### Direction A
Do the following statements agree with the post on Germany's World Cup win? (i) Germany beat Argentina 1-0 to win the title. (ii) Germany's 7-1 win over Brazil came in the quarterfinal. (iii) Duncan and Parker are named as standout players for Germany. Answer yes or no for each, quoting the words of the text that decide it.
### Direction B
Copy word for word the passage of the post on Germany's World Cup win that begins at the words "While there were" and ends after "be found therein.".

### Text block
--- start ---
The German men's national team won the World Cup with a 1-0 victory over Argentina yesterday, completing a march to the title that at times seemed almost incredible and surreal, (their 7-1 demolition of host nation Brazil in the semifinal), and absolutely workmanlike (the title match, their group stage tussles with Ghana and the USA).
But no matter how any individual game for the Germans developed, in the end they were always able to find the right combination of talent, strategy and tactics, and individual moments of inspiration and excellence needed to raise the most prized trophy in all of world sports. For US fans, continuing to warm up to the highest levels of a sport that almost (it seems) every American child has played at least some in the last 20 years, watching the German team in this World Cup had to be at least somewhat reminiscent of the recent San Antonio Spurs NBA Championship.
While there were certainly some differences between the two team's achievements, the similarities, at least to me were pretty clear, and might (apologies in advance to anyone already sickened by 'What can we learn about career management/leadership/workplaces from LeBron James returning to Cleveland' posts), I as a member of the 8 Man Rotation feel obliged to call out a few keys to both of these victories, and to take a stab at what broader application might be found therein.
Talent and system are not the same as culture, (and are more important) - Tim Sackett had a great take at Fistful of Talent last week about 'system' hiring and it is well worth a read. Both the Spurs and Germany 'play the right way', i.e., organize their players and approach the game in a particular way in that each player understands their role, and how it contributes to the overall goals of the team. While each team has recognizable and extremely successful individual players, (Duncan and Parker on the Spurs, Muller and Klose for Germany), none of the games and the strategy ever seemed to be about these individuals. From beginning to end each team approached and played the games as a team. Not once in the NBA Finals or in the World Cup late stages did I recall hearing any commentator say something like 'The Spurs (or Germany), will only go as far as player XYZ takes them.' It was always a team effort, not one that relied on one or two talents. In fact, many of the players on the Spurs for sure, probably only succeed because they are in the Spurs system, and they have found the right fit for their talent.
--- end ---
### Listed entries
--- start ---
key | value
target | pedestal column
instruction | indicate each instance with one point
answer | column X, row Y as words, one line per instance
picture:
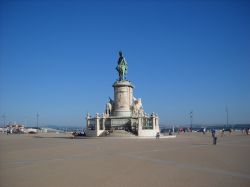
column 123, row 98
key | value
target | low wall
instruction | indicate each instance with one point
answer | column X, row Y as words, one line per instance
column 147, row 132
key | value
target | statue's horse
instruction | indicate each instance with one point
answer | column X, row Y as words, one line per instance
column 122, row 71
column 122, row 67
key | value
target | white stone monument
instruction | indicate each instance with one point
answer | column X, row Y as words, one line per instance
column 124, row 112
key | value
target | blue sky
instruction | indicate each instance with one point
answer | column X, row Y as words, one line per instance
column 58, row 58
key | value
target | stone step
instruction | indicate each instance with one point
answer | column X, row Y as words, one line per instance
column 120, row 133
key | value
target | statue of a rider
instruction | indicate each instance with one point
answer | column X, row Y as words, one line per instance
column 122, row 67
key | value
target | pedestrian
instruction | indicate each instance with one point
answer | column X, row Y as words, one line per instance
column 214, row 137
column 157, row 135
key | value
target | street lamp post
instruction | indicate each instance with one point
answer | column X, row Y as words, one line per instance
column 37, row 116
column 191, row 120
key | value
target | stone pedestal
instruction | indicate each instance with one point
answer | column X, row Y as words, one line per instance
column 123, row 98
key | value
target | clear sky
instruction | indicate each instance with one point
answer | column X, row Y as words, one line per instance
column 58, row 58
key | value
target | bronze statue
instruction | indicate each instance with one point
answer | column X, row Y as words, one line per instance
column 122, row 67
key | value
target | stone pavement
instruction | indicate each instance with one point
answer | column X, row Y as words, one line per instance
column 188, row 160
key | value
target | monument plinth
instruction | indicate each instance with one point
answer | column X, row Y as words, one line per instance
column 124, row 112
column 123, row 99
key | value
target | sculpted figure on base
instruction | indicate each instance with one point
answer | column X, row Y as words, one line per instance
column 122, row 67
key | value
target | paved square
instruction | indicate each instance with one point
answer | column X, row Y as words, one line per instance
column 187, row 160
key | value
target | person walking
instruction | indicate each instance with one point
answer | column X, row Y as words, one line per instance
column 214, row 137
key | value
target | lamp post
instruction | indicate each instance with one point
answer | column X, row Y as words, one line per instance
column 191, row 119
column 3, row 116
column 227, row 115
column 37, row 117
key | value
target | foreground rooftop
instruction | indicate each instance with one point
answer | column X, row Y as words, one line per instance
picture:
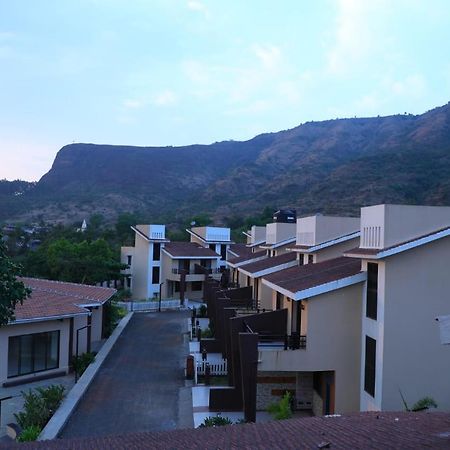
column 373, row 430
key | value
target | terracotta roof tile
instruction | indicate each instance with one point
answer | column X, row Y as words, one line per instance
column 55, row 298
column 248, row 257
column 304, row 277
column 186, row 249
column 371, row 430
column 263, row 264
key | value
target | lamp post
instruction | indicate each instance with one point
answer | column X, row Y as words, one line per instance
column 76, row 352
column 160, row 286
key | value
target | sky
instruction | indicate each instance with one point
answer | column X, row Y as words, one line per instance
column 180, row 72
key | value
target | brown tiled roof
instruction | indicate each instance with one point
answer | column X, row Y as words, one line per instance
column 186, row 249
column 82, row 291
column 240, row 249
column 299, row 247
column 267, row 263
column 358, row 251
column 371, row 430
column 304, row 277
column 247, row 257
column 55, row 299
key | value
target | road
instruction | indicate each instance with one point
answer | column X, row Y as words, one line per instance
column 140, row 386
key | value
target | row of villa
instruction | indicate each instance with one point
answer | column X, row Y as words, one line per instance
column 348, row 314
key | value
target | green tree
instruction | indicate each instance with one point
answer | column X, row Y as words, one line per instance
column 77, row 262
column 12, row 290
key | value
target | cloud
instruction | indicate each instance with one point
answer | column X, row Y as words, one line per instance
column 412, row 86
column 197, row 6
column 268, row 55
column 165, row 98
column 133, row 103
column 354, row 38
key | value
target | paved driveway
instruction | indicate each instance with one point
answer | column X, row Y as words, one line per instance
column 140, row 386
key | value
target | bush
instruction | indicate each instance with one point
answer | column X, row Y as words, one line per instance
column 39, row 406
column 282, row 409
column 30, row 433
column 202, row 311
column 113, row 313
column 424, row 403
column 216, row 421
column 207, row 333
column 80, row 363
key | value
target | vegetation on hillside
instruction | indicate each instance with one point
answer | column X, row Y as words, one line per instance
column 334, row 167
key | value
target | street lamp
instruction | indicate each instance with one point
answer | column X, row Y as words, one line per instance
column 76, row 352
column 160, row 286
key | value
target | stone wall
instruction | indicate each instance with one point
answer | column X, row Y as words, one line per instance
column 271, row 386
column 317, row 404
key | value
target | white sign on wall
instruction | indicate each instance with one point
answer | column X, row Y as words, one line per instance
column 444, row 328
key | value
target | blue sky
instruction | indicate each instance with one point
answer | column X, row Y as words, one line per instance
column 178, row 72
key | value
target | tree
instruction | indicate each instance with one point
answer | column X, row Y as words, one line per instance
column 77, row 262
column 12, row 290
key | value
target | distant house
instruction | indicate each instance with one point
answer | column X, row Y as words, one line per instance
column 58, row 320
column 157, row 265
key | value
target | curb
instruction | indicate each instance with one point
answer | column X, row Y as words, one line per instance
column 61, row 416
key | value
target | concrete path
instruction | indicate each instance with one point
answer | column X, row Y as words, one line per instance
column 140, row 386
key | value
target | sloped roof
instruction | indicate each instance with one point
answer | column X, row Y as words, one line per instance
column 189, row 250
column 53, row 299
column 300, row 278
column 243, row 259
column 264, row 264
column 379, row 253
column 369, row 430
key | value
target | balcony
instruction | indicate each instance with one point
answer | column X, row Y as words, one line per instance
column 176, row 272
column 294, row 341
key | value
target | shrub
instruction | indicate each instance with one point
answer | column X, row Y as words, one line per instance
column 207, row 333
column 39, row 406
column 424, row 403
column 113, row 313
column 30, row 433
column 216, row 421
column 202, row 311
column 80, row 363
column 282, row 409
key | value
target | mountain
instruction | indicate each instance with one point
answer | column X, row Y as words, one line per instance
column 332, row 166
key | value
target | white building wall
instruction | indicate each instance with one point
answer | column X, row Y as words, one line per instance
column 30, row 328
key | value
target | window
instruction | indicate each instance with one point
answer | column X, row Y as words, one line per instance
column 32, row 353
column 369, row 366
column 372, row 291
column 155, row 275
column 156, row 251
column 279, row 301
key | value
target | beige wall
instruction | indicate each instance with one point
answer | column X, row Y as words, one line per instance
column 277, row 232
column 30, row 328
column 417, row 290
column 140, row 268
column 313, row 230
column 333, row 322
column 96, row 324
column 386, row 225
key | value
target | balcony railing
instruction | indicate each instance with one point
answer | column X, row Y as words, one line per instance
column 177, row 271
column 294, row 341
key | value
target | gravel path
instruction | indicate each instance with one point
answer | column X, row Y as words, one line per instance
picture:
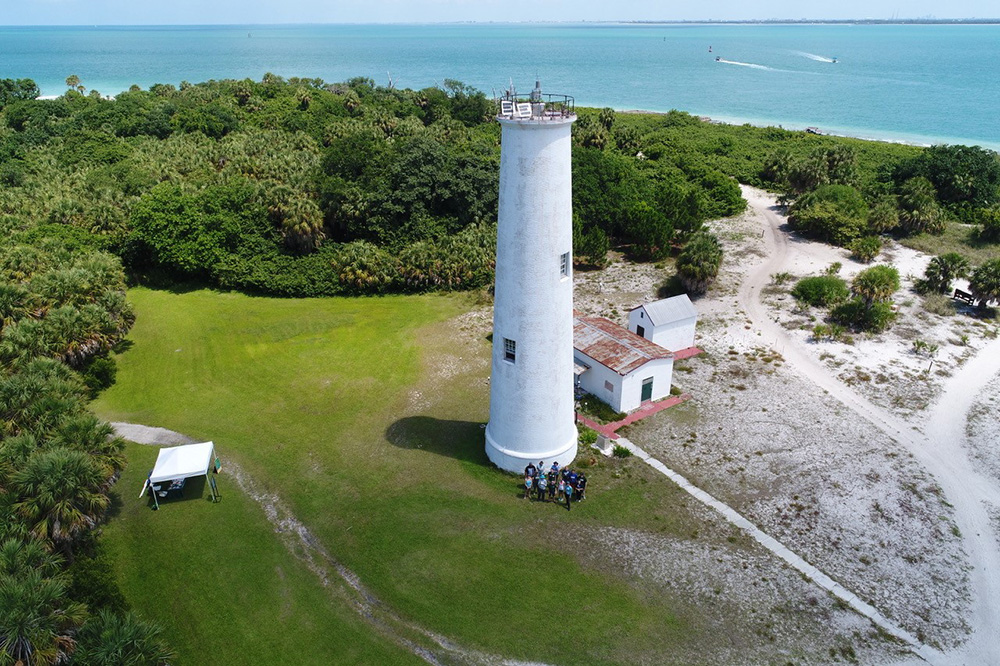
column 938, row 446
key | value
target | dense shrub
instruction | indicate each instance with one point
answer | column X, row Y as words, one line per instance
column 698, row 263
column 861, row 317
column 866, row 249
column 821, row 291
column 988, row 220
column 985, row 282
column 941, row 271
column 834, row 213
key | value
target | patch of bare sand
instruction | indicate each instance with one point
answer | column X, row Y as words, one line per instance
column 983, row 432
column 743, row 605
column 843, row 496
column 756, row 609
column 888, row 368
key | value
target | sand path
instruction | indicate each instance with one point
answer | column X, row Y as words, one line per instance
column 937, row 442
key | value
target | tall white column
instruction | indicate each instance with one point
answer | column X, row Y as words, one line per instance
column 531, row 388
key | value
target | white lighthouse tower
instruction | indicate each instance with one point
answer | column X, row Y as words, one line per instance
column 531, row 388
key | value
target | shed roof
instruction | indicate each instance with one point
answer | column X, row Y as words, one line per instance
column 180, row 462
column 612, row 346
column 669, row 310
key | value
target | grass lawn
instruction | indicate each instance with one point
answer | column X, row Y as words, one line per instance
column 364, row 416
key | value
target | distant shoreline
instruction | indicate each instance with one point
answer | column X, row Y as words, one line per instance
column 840, row 134
column 772, row 21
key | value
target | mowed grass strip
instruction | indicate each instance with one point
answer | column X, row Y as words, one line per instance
column 361, row 415
column 224, row 587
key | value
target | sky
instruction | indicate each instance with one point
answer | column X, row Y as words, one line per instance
column 136, row 12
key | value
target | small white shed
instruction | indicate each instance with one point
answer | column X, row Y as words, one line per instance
column 617, row 366
column 669, row 323
column 176, row 464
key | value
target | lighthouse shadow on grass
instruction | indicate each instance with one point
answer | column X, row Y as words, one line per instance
column 462, row 440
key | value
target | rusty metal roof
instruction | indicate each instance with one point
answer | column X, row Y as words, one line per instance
column 613, row 346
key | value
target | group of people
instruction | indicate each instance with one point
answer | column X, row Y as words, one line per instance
column 554, row 484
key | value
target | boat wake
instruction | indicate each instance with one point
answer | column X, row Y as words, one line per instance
column 813, row 56
column 745, row 64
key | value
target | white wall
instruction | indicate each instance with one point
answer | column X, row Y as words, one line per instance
column 627, row 393
column 661, row 370
column 531, row 399
column 673, row 336
column 592, row 381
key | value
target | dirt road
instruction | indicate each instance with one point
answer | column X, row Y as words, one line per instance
column 935, row 441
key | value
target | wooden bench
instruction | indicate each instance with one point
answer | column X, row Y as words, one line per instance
column 964, row 296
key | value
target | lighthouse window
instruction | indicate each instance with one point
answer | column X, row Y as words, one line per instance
column 509, row 350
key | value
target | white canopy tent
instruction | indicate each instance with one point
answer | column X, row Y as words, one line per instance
column 176, row 463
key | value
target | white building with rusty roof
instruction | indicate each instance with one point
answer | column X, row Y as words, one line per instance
column 617, row 366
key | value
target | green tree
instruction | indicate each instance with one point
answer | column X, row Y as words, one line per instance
column 821, row 290
column 699, row 262
column 876, row 284
column 37, row 621
column 61, row 494
column 595, row 247
column 965, row 178
column 883, row 216
column 866, row 249
column 941, row 271
column 834, row 213
column 110, row 639
column 988, row 220
column 918, row 207
column 985, row 282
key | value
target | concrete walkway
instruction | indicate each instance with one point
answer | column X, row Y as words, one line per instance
column 809, row 571
column 609, row 430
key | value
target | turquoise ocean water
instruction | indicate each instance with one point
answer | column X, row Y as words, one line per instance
column 917, row 83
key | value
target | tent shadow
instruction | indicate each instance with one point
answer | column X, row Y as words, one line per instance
column 462, row 440
column 196, row 488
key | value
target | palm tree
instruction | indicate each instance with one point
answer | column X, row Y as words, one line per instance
column 109, row 639
column 918, row 207
column 85, row 432
column 942, row 270
column 985, row 282
column 60, row 495
column 698, row 263
column 875, row 284
column 36, row 619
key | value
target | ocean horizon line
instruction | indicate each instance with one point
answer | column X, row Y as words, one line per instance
column 967, row 20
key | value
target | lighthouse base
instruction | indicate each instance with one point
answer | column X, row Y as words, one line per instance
column 515, row 461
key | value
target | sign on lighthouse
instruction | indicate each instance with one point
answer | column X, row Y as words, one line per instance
column 531, row 387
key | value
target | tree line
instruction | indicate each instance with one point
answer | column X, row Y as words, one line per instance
column 298, row 187
column 62, row 309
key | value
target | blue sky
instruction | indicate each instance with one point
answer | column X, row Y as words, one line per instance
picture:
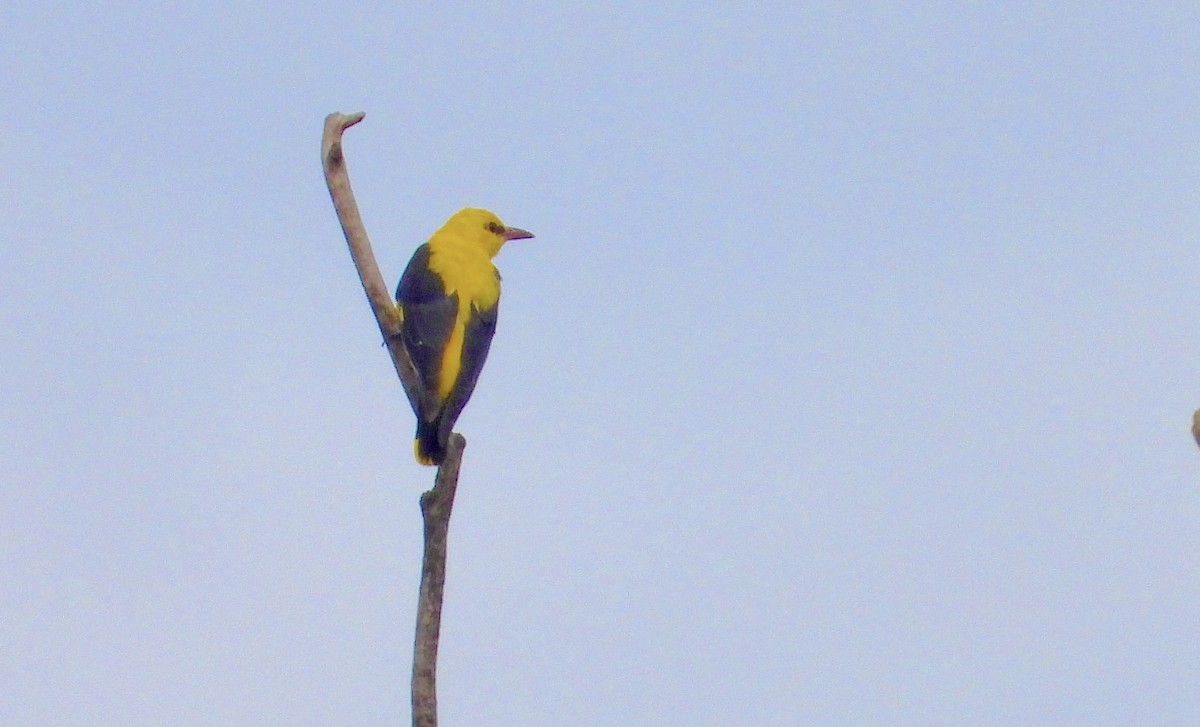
column 847, row 380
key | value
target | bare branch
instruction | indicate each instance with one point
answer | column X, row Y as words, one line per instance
column 387, row 314
column 437, row 503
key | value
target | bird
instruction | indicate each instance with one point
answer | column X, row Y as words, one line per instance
column 448, row 300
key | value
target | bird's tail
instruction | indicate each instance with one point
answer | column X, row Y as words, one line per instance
column 427, row 448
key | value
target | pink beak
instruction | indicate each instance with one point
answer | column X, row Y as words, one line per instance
column 516, row 233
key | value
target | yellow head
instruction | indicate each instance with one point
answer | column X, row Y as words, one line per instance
column 483, row 228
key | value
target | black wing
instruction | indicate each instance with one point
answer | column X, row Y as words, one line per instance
column 475, row 344
column 429, row 318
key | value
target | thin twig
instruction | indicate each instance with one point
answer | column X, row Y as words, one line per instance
column 437, row 503
column 339, row 181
--- end ---
### Full output A
(i) Yes: "won the World Cup with a 1-0 victory over Argentina yesterday"
(ii) No: "their 7-1 demolition of host nation Brazil in the semifinal"
(iii) No: "(Duncan and Parker on the Spurs, Muller and Klose for Germany)"

### Full output B
While there were certainly some differences between the two team's achievements, the similarities, at least to me were pretty clear, and might (apologies in advance to anyone already sickened by 'What can we learn about career management/leadership/workplaces from LeBron James returning to Cleveland' posts), I as a member of the 8 Man Rotation feel obliged to call out a few keys to both of these victories, and to take a stab at what broader application might be found therein.